- [What you need to do]:
Each entry below is to be given again word for word, with no pictures.

- [Items]:
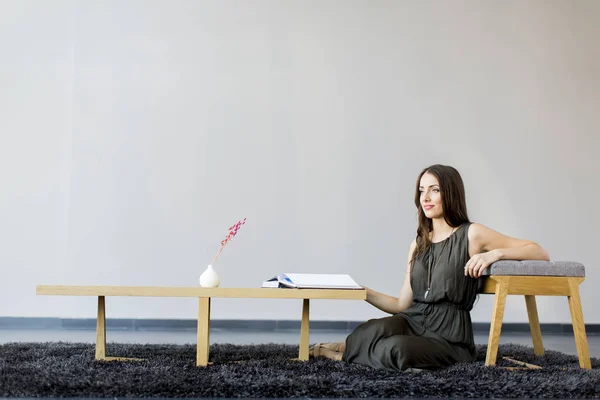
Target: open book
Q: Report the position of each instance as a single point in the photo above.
(312, 281)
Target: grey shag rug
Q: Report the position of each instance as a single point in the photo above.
(69, 370)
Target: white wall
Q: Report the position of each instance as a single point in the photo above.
(134, 133)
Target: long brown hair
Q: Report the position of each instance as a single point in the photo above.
(454, 205)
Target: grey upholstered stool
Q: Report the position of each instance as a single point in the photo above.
(535, 278)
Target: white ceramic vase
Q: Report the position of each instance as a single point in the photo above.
(209, 278)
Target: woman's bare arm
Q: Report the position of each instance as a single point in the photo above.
(391, 304)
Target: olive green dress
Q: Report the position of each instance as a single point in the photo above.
(436, 331)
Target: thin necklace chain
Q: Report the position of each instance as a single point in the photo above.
(436, 261)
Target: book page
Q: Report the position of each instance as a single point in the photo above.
(323, 280)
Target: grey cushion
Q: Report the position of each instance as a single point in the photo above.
(535, 268)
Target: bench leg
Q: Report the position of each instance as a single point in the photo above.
(101, 330)
(304, 331)
(578, 324)
(534, 325)
(496, 326)
(203, 344)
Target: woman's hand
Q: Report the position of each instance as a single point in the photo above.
(479, 262)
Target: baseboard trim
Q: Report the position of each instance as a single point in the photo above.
(127, 324)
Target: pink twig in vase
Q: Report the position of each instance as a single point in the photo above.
(232, 232)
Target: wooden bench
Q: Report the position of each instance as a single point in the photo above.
(532, 278)
(204, 296)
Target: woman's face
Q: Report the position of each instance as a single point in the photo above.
(431, 199)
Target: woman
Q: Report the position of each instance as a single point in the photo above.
(430, 326)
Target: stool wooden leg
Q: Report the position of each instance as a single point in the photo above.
(203, 345)
(304, 331)
(101, 330)
(496, 326)
(578, 324)
(534, 325)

- [Answer to the problem]:
Target: open book
Q: Report the position of each instance as a single point in the photo above.
(312, 281)
Target: grey shag rug
Q: Report the position of each instance as a single point in the photo above.
(69, 370)
Target: white wall
Q: Report the position of each instance as a single point in the photo above.
(134, 133)
Target: long brown hair
Q: Report the position of each instance as a single point in the photo above.
(454, 205)
Target: grey upholstered stool
Q: Report the position of each instance as a single point in the photo above.
(535, 278)
Target: white ceramic vase
Q: Report the position of each instance as a single point in the photo above.
(209, 278)
Target: woman's bare arm
Q: Report the position of each instance as a single point in the photo above.
(391, 304)
Target: olive green dress
Q: Report the position of each instance as a single point in the photo above.
(436, 331)
Target: thin necklace chain
Q: Report the position of each instance as a single point in the photo above.
(436, 261)
Target: book page
Q: Report the position of each instance as a single point in the photo above.
(323, 280)
Target: grey cushion
Q: Report the position of each instance as a single point in the photo above.
(535, 268)
Target: bench leg
Q: Report the position of each instance as a single point in the photo above.
(101, 330)
(304, 331)
(578, 324)
(534, 325)
(496, 326)
(203, 344)
Target: woman's hand
Q: Report the position of each instance as a single point in the photo above.
(479, 262)
Target: baseboard trim
Q: Report the position of each instance as a single point in the photo above.
(127, 324)
Target: pink twig in vase
Q: Report the position of each instance as a single point in the photo above.
(232, 232)
Target: wooden bench
Q: Report the position of each instance as a single point in the photo above.
(532, 278)
(204, 296)
Target: woman's face
Q: Report the position of each instance as a single point in the photo above.
(431, 199)
Target: woman
Q: Report the position of each instance as a single point in the photo above.
(430, 326)
Target: stool wooden leg
Q: Report the position of each instance as a single point in the photo above.
(203, 345)
(304, 331)
(101, 330)
(496, 326)
(578, 324)
(534, 325)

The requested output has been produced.